Object position labeling entries:
-*-

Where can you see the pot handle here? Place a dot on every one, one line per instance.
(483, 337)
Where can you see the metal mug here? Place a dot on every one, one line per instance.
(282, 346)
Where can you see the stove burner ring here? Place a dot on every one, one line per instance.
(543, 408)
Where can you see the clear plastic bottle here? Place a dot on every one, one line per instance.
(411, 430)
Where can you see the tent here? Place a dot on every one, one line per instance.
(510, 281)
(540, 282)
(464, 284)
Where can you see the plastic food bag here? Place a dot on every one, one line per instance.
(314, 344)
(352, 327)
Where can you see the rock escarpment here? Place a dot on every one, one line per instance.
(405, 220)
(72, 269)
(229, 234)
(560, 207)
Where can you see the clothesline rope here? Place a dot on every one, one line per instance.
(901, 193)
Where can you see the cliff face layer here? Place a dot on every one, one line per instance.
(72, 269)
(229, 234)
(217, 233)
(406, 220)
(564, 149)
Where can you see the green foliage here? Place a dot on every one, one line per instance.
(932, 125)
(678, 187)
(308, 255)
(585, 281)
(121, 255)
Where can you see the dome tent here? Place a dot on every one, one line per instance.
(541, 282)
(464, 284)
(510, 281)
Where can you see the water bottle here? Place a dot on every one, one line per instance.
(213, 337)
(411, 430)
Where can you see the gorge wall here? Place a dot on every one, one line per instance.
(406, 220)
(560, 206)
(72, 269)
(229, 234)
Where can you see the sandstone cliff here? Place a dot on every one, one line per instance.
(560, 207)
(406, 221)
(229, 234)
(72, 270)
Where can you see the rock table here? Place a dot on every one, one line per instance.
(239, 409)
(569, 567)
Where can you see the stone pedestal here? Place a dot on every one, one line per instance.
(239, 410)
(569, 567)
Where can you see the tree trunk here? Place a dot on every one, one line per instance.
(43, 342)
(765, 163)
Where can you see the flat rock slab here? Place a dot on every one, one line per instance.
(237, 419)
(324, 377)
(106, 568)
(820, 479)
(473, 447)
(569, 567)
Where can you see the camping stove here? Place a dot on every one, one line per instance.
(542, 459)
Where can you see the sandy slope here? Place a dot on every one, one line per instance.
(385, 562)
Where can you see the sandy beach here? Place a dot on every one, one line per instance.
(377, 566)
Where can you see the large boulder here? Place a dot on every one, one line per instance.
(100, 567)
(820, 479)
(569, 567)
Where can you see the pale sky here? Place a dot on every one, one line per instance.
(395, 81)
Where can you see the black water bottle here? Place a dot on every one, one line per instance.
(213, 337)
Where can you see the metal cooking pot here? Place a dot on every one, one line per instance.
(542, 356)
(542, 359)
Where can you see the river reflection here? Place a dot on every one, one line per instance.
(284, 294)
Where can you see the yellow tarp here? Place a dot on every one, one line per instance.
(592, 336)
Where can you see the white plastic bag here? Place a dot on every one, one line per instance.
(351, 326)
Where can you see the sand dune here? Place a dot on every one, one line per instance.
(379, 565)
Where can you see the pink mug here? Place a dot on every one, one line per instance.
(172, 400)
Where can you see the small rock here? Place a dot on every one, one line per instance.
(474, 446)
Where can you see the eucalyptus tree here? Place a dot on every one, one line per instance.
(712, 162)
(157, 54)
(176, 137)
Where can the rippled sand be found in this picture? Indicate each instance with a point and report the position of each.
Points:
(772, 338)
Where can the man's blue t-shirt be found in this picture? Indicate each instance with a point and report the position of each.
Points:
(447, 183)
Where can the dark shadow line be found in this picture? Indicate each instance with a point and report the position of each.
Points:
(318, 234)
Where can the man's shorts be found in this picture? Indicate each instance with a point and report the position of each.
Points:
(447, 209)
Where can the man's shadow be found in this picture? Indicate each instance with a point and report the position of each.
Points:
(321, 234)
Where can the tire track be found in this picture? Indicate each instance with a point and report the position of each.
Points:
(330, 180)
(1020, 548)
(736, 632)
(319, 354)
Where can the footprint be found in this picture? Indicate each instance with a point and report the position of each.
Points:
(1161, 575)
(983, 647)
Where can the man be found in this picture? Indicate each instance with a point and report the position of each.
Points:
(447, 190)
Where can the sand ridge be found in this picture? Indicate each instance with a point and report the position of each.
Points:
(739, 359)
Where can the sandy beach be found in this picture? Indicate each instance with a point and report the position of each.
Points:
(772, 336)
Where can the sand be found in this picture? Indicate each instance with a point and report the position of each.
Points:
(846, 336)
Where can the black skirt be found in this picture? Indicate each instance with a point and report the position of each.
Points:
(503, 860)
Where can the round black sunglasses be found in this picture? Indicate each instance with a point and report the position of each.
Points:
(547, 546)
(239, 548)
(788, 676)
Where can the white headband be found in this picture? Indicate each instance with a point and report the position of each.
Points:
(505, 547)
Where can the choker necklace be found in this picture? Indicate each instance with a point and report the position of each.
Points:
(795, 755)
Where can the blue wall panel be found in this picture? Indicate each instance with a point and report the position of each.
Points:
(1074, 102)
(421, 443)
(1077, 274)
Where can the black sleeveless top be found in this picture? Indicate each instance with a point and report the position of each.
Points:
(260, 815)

-*-

## WHAT THE EXERCISE ASKS
Add 46 to every coordinate value in the answers. Then write out everything from the line containing "Where can the choker" down to the final line, with the requests included.

## WRITTEN RESPONSE
Where can the choker necklace be found in this picture? Indicate each instance with a point and report the position of each.
Points:
(841, 801)
Where can the blue wall panel be found in this picture? Indicate each instance with a point and report the position of each.
Points:
(1120, 148)
(467, 489)
(1123, 320)
Where can the black sleeveless top be found in this picture? Indicate each instance with a point and report the position of each.
Points:
(306, 861)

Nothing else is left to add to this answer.